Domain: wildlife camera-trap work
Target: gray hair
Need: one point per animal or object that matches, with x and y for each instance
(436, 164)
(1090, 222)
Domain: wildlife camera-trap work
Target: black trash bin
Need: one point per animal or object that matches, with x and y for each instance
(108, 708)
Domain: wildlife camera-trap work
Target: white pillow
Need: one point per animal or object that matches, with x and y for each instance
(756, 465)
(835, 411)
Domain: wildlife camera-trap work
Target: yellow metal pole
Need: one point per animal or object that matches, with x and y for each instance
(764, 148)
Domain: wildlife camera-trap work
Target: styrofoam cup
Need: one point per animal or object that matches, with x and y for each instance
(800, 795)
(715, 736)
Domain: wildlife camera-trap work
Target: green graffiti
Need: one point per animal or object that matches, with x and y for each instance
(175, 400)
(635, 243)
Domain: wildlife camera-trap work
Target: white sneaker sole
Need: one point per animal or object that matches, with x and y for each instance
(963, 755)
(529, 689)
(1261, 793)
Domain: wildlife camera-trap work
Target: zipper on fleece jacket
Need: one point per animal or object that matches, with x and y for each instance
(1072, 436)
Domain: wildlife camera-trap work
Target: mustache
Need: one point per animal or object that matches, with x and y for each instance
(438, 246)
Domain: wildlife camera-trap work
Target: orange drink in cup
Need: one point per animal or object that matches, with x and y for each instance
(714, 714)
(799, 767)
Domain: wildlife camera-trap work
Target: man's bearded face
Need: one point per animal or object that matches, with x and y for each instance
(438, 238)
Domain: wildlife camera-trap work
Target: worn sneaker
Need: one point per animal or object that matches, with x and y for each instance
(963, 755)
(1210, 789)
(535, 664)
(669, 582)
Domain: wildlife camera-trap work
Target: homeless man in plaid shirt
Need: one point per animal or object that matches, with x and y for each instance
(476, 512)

Job: Please copy every item above again, word for word, keeping each line in its original order.

Answer for this exercise:
Domain: wildlife camera-trap work
Target: gray hair
Need: one point per animal or object that matches, with x and y for each instance
(436, 164)
(1090, 222)
Domain: wildlife camera-trap work
Target: black trash bin
Need: one point per animal or object that matches, with x and y for each instance
(108, 708)
Domain: wildlife camera-trap work
Target: white pillow
Need: one point per animal or object that matches, with x and y for each instance
(756, 465)
(835, 411)
Domain: wildlife camera-trap work
Target: yellow metal pole
Need: one point per animal or object that matches, with x and y for each instance
(764, 148)
Domain: wildlife camera-trap work
Target: styrofoam cup
Need: one point per animal or object that matches, with x and y for each instance
(800, 795)
(715, 736)
Domain: wildlife camera-trap work
Target: green graffiti
Need: one point per animal or object that matches, with x and y for each instance
(175, 400)
(635, 243)
Domain: wildlife camera-trap work
Target: white sneaker sole
Need: one point per animal or object that matches, with x and y for each instance
(963, 755)
(529, 689)
(1261, 793)
Domain: wildlife camera-trap work
Target: zipper on fleece jacket
Need: one point per animal or object that matches, with x and y for each instance
(1072, 436)
Domain: wildlife camera-trap work
Target: mustache
Need: one point per animal or object that matches, with x and y for each instance
(438, 246)
Domain: wildlife camera-trap work
Target: orange drink in cup
Need: one point per animal or object that matches, with x and y for each instance
(714, 714)
(799, 767)
Domain: wildlife camera-trap work
Target: man's bearded face
Need: one point per animal or object that matches, with x and y for each instance
(438, 238)
Domain: wildlife camera-trap work
Target: worn sneaker
Need: one point per animal or object that matches, with x and y for each instance
(963, 755)
(1210, 789)
(535, 664)
(669, 582)
Domain: wildlife camera-trap work
Target: homeless man in plaid shirt
Need: one point per animal or object that matches, with x and y for each instance
(476, 512)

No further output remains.